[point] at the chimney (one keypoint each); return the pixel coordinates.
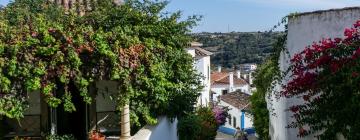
(231, 81)
(238, 74)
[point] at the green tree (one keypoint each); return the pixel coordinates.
(44, 47)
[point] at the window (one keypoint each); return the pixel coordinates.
(229, 119)
(234, 124)
(224, 92)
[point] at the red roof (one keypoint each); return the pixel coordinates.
(237, 99)
(223, 79)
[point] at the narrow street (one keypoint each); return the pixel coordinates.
(222, 136)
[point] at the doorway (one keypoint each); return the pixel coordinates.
(73, 123)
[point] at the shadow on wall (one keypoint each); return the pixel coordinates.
(164, 130)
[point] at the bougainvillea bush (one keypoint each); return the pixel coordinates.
(48, 49)
(326, 76)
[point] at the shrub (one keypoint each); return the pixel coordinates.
(58, 137)
(199, 126)
(325, 76)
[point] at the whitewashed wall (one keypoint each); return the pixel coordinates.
(219, 88)
(202, 67)
(303, 30)
(234, 112)
(164, 130)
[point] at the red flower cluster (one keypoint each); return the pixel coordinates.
(315, 64)
(320, 56)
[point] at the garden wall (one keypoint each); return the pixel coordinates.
(303, 30)
(164, 130)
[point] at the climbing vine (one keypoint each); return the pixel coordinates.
(267, 76)
(45, 48)
(325, 76)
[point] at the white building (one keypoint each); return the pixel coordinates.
(202, 66)
(239, 103)
(303, 30)
(225, 82)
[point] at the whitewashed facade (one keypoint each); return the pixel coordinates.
(228, 82)
(303, 30)
(202, 66)
(238, 103)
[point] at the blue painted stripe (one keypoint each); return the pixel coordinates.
(242, 120)
(226, 130)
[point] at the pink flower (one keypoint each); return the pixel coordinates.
(349, 32)
(354, 74)
(357, 24)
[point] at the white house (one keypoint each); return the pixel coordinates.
(239, 103)
(303, 30)
(225, 82)
(202, 66)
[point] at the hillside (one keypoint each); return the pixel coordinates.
(232, 49)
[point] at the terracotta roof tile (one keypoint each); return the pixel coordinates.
(216, 76)
(223, 78)
(237, 99)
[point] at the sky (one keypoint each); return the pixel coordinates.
(245, 15)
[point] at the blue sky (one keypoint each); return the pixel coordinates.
(246, 15)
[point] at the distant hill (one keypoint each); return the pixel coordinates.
(232, 49)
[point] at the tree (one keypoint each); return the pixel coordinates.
(43, 47)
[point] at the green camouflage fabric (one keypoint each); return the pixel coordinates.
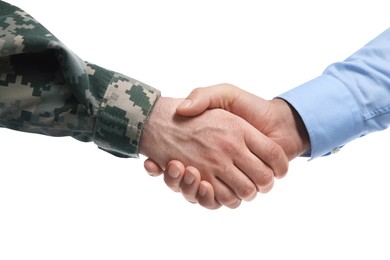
(47, 89)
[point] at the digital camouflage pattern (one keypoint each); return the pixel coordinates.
(45, 88)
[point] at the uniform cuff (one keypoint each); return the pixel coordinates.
(120, 120)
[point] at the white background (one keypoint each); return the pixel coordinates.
(63, 199)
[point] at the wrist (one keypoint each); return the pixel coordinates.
(158, 123)
(295, 141)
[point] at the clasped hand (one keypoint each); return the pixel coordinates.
(222, 145)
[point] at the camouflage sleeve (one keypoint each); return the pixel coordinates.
(45, 88)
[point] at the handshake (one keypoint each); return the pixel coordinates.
(221, 144)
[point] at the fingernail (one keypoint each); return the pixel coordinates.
(202, 190)
(189, 178)
(173, 172)
(185, 104)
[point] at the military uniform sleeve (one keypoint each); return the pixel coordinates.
(47, 89)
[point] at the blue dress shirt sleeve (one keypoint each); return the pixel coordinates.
(349, 100)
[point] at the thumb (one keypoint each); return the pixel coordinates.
(200, 99)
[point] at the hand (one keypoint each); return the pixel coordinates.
(223, 147)
(274, 118)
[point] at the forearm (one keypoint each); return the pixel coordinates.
(47, 89)
(351, 98)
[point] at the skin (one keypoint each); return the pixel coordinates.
(275, 118)
(235, 159)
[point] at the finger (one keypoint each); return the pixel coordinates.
(152, 168)
(189, 185)
(268, 151)
(224, 194)
(174, 174)
(206, 196)
(200, 99)
(239, 181)
(259, 174)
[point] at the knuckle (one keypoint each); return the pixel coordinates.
(248, 192)
(266, 180)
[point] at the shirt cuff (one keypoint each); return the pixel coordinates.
(329, 111)
(120, 120)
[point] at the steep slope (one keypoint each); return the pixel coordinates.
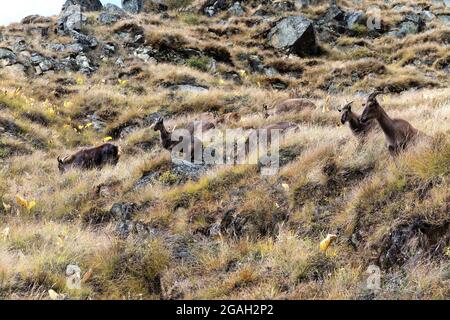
(150, 228)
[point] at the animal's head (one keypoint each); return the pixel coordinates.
(345, 112)
(61, 165)
(159, 124)
(371, 107)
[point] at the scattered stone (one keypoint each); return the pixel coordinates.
(355, 18)
(35, 19)
(283, 5)
(236, 10)
(188, 88)
(70, 19)
(145, 54)
(111, 14)
(445, 18)
(85, 5)
(295, 34)
(123, 210)
(213, 7)
(7, 57)
(85, 41)
(132, 6)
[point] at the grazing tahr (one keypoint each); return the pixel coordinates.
(91, 158)
(399, 133)
(168, 143)
(360, 129)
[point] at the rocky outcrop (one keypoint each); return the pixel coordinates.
(213, 7)
(69, 20)
(7, 57)
(294, 34)
(133, 6)
(85, 5)
(236, 10)
(111, 14)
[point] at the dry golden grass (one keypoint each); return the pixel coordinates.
(329, 182)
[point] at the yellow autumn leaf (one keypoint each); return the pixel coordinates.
(325, 243)
(54, 295)
(5, 233)
(31, 204)
(80, 81)
(6, 206)
(67, 104)
(21, 201)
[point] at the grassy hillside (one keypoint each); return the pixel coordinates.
(225, 232)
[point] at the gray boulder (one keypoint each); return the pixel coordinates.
(111, 14)
(294, 34)
(69, 20)
(236, 10)
(355, 18)
(7, 57)
(213, 7)
(123, 210)
(412, 24)
(133, 6)
(85, 5)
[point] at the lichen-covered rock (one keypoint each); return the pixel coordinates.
(85, 5)
(213, 7)
(294, 34)
(111, 14)
(133, 6)
(7, 57)
(70, 19)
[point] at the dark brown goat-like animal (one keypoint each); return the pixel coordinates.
(168, 143)
(360, 129)
(398, 132)
(91, 158)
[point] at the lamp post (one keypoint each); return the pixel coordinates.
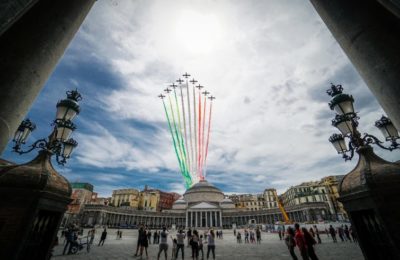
(34, 196)
(59, 141)
(370, 191)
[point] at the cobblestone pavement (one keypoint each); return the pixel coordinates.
(227, 248)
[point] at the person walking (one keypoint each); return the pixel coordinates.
(239, 238)
(103, 237)
(174, 248)
(258, 235)
(149, 236)
(189, 236)
(92, 233)
(353, 234)
(211, 244)
(347, 233)
(300, 242)
(69, 238)
(195, 245)
(333, 233)
(141, 229)
(341, 233)
(163, 243)
(310, 241)
(201, 246)
(317, 234)
(143, 242)
(246, 236)
(290, 242)
(180, 237)
(155, 237)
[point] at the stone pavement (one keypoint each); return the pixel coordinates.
(270, 248)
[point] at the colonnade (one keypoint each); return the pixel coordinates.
(203, 218)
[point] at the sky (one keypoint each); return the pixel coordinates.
(268, 63)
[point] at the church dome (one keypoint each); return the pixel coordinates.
(203, 191)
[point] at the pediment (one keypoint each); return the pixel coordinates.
(204, 205)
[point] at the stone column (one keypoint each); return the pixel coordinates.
(369, 35)
(29, 50)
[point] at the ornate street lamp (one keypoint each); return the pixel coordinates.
(59, 141)
(346, 120)
(370, 191)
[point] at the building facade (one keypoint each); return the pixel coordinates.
(332, 184)
(126, 197)
(202, 206)
(309, 193)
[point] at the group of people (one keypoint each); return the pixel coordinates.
(250, 236)
(194, 240)
(305, 240)
(345, 233)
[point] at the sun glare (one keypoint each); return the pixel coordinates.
(198, 33)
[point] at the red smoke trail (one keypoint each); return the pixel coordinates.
(199, 139)
(208, 133)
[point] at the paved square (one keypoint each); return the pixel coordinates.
(227, 248)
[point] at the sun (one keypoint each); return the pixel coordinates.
(198, 33)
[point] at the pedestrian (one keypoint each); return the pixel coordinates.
(311, 231)
(341, 233)
(155, 237)
(353, 234)
(347, 233)
(174, 248)
(300, 242)
(246, 236)
(141, 229)
(149, 236)
(92, 233)
(164, 243)
(317, 234)
(201, 246)
(211, 244)
(310, 241)
(333, 233)
(180, 237)
(290, 242)
(195, 245)
(143, 243)
(258, 235)
(279, 233)
(69, 237)
(239, 238)
(189, 236)
(103, 237)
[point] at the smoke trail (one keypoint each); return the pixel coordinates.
(202, 134)
(199, 133)
(180, 130)
(195, 126)
(190, 129)
(184, 127)
(177, 137)
(208, 135)
(173, 140)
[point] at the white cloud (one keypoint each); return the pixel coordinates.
(261, 62)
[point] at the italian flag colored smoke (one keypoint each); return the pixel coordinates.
(189, 123)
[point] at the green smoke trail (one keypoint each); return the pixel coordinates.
(172, 134)
(180, 132)
(188, 179)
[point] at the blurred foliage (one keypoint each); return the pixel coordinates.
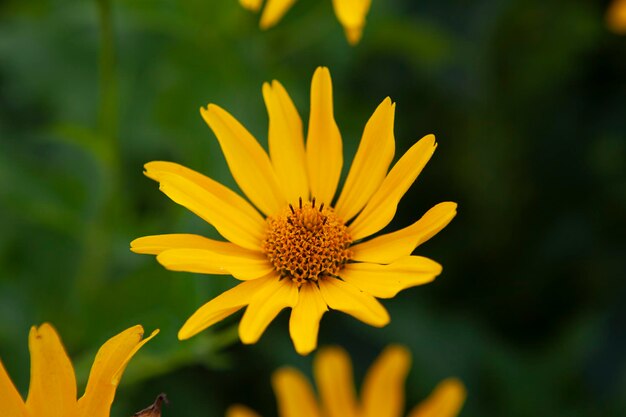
(527, 99)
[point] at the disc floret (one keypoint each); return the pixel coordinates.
(306, 243)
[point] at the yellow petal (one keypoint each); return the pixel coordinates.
(382, 206)
(343, 296)
(274, 11)
(238, 410)
(52, 390)
(385, 281)
(333, 375)
(383, 389)
(248, 162)
(243, 266)
(294, 394)
(221, 307)
(370, 163)
(269, 300)
(10, 400)
(286, 142)
(351, 14)
(305, 319)
(392, 246)
(154, 245)
(253, 5)
(446, 400)
(324, 151)
(232, 216)
(616, 16)
(106, 371)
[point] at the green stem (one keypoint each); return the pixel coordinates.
(97, 234)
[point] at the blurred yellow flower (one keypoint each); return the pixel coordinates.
(616, 16)
(350, 13)
(304, 251)
(52, 390)
(382, 393)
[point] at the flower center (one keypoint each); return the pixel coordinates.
(306, 243)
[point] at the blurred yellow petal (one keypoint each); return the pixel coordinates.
(273, 11)
(446, 400)
(333, 375)
(106, 371)
(232, 216)
(343, 296)
(385, 281)
(269, 300)
(392, 246)
(616, 16)
(286, 142)
(370, 163)
(382, 206)
(248, 162)
(238, 410)
(323, 148)
(383, 389)
(294, 394)
(253, 5)
(351, 14)
(245, 265)
(154, 245)
(221, 307)
(10, 400)
(305, 319)
(52, 390)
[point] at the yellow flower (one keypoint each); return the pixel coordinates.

============================================================

● Exercise: Only the lines from the one containing "[point] at the italian" through the last line of the entries above belong in the copy; reproduce them exactly and drop every picture.

● The response:
[point] at the italian flag colored smoke (one keypoint each); return the pixel coordinates.
(189, 123)
[point] at the green smoke trail (one keypoint each); return the pixel coordinates.
(172, 134)
(180, 132)
(188, 179)
[point] at the blurred foliage (one keypoint each); return the pixel coordinates.
(527, 99)
[point] at the disc floret (one keypoint each); return the pixel coordinates.
(306, 243)
[point] at the yellow petal (one keypoint each); return the pixel coordinates.
(382, 206)
(343, 296)
(274, 11)
(238, 410)
(52, 390)
(385, 281)
(333, 375)
(383, 389)
(248, 162)
(243, 266)
(294, 394)
(221, 307)
(370, 163)
(269, 300)
(10, 400)
(286, 142)
(351, 14)
(305, 319)
(392, 246)
(154, 245)
(253, 5)
(446, 400)
(324, 151)
(232, 216)
(616, 16)
(106, 371)
[point] at the green stem (one keypoint each); return the pixel coordinates.
(97, 234)
[point] at the blurred yellow flower (one keypoint each); return the pixel coordinates.
(616, 16)
(350, 13)
(304, 251)
(52, 390)
(382, 393)
[point] at the flower center (one keypoint each); return the pixel coordinates.
(306, 243)
[point] at the blurred yellow petal (one keypoint each); return the pixel coordinates.
(273, 11)
(446, 400)
(333, 375)
(106, 371)
(232, 216)
(343, 296)
(385, 281)
(269, 300)
(392, 246)
(616, 16)
(286, 142)
(370, 163)
(382, 206)
(248, 162)
(238, 410)
(323, 148)
(383, 389)
(294, 394)
(253, 5)
(351, 14)
(245, 265)
(154, 245)
(221, 307)
(10, 400)
(305, 319)
(52, 390)
[point] at the yellow flower (one keypoint each); return the pixel coordinates.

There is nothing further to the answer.